* **WRITTEN INSTRUCTION 1**: Return everything in the rows from the line containing "the fireplace firebox" down to the end of the rows, copied without any change. Both end lines are included.

* **DOCUMENT TEXT**:
■ ■ ■ ■ ■ ■ ■

What My Family's Cafe Taught Me About B2B Sales
We, developers, commonly believe that the only requisite for one of our creations to be sold is to make it awesome and valuable. While that might work in some cases where you press the right psychological triggers, the chances that those are the only requirements are very low. You need to sell.
Selling is not something new to me. My family owns a cafe in Spain. We sell a common breakfast called churros. When I was a kid, I helped the family on Saturdays and Sundays to earn a few bucks that I could use to buy gadgets. It taught me a lot about the value of money, at a local cafe scale, and also about the importance of treating your customers well and showing yourself engaging, listening to them, and remembering the things you talk about. Once you build a connection that way, they are likely to come back and buy more.

■ ■ ■ ■ ■ ■ ■

* **WRITTEN INSTRUCTION 2**:
Answer these questions from the essay on the family cafe and B2B sales:
(a) What common breakfast does the family cafe sell?
(b) On which days did the writer help the family as a kid?
(c) What do developers commonly believe is the only requisite for their creations to be sold?

* **MATERIAL FOR THE TASK**:
■ ■ ■ ■ ■ ■ ■

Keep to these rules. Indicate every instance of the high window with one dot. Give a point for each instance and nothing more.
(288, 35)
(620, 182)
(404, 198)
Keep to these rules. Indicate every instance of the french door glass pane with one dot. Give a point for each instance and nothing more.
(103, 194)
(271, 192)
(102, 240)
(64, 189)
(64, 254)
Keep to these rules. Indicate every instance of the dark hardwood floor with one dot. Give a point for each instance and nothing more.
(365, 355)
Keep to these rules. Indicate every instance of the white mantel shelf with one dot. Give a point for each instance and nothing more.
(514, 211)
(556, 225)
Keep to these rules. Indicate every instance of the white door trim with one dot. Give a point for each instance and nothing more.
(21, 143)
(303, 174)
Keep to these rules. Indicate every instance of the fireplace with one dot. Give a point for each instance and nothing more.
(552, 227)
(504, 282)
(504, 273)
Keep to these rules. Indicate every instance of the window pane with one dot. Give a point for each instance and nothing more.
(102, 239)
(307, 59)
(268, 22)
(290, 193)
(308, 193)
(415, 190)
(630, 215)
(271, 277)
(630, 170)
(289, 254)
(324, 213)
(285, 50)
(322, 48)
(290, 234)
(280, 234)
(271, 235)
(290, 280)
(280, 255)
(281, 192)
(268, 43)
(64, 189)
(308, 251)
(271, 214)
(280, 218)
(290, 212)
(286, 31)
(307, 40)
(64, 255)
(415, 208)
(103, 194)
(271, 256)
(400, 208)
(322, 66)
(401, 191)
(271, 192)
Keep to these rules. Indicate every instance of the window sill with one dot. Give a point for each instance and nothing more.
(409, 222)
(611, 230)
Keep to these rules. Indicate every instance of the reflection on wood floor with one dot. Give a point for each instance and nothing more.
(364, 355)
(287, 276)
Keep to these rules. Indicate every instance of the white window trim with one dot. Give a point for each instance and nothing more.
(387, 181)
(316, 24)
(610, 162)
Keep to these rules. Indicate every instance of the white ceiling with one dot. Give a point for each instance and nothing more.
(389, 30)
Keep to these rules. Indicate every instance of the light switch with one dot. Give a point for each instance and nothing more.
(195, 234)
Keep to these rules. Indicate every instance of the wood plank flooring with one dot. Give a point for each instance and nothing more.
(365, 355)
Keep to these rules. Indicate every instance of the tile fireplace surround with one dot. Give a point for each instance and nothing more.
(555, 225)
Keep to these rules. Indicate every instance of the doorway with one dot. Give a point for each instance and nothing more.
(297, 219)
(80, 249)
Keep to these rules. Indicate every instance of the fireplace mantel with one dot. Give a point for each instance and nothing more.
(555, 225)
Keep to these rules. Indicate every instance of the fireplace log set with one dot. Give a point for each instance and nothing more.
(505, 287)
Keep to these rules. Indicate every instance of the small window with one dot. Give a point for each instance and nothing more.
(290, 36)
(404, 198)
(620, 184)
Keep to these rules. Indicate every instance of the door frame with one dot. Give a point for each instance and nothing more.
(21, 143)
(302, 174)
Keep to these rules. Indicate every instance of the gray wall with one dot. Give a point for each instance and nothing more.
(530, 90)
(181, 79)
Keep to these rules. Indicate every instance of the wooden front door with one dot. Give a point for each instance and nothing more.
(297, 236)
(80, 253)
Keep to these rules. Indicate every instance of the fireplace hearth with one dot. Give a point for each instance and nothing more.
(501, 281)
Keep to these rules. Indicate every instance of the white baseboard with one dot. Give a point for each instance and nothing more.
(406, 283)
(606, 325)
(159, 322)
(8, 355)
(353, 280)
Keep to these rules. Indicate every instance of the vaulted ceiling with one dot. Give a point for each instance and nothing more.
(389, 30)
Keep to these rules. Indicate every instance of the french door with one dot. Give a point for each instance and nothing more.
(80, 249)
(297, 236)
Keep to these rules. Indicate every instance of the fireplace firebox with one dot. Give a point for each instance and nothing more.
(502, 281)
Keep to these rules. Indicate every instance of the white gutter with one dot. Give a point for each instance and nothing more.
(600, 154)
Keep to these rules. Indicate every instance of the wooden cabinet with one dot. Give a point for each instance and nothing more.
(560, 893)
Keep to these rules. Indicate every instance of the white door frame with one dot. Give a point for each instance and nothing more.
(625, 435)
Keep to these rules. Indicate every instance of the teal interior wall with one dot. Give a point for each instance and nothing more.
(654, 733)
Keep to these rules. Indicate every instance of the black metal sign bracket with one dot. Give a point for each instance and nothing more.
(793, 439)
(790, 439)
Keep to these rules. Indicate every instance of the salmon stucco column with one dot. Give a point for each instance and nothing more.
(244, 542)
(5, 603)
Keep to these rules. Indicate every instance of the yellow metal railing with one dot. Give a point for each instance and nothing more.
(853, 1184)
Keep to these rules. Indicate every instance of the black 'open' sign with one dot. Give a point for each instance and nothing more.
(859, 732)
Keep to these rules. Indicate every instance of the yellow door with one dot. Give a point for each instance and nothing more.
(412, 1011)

■ ■ ■ ■ ■ ■ ■

* **FINISHED ANSWER 1**:
Keep to these rules. Indicate every instance of the fireplace firebox with one dot. Give a point for each instance and nothing more.
(502, 281)
Keep to these rules. Indicate every instance of the white gutter with one dot. Give a point for each instance and nothing more.
(600, 154)
Keep to these rules. Indicate every instance of the wooden cabinet with one dot. Give a point for each instance and nothing more.
(560, 893)
Keep to these rules. Indicate every instance of the white door frame with one dot. Give a point for each instance and nothing more.
(625, 435)
Keep to these rules. Indicate every instance of the teal interior wall with one dot. Give a point for each instance and nothing more.
(654, 733)
Keep to these rules. Indicate every instance of the black metal sign bracket with one dot. Give a point for each instance and nothing more.
(793, 439)
(790, 439)
Keep to these rules. Indicate every instance of the salmon stucco column with one dot. Give a point for each instance and nothing more.
(244, 542)
(5, 603)
Keep to these rules. Indicate every instance of the yellow metal railing with one dot. Give a point for each instance and nothing more.
(853, 1184)
Keep to these rules. Indicate every instance of the black 'open' sign with one dot. Give a point for each instance and nothing more.
(859, 732)
Keep to these rules. Indicate every instance of the yellow door with one dot. Give a point for each instance and nothing more.
(412, 1011)

* **FINISHED ANSWER 2**:
(a) Churros.
(b) Saturdays and Sundays.
(c) Making the creation awesome and valuable.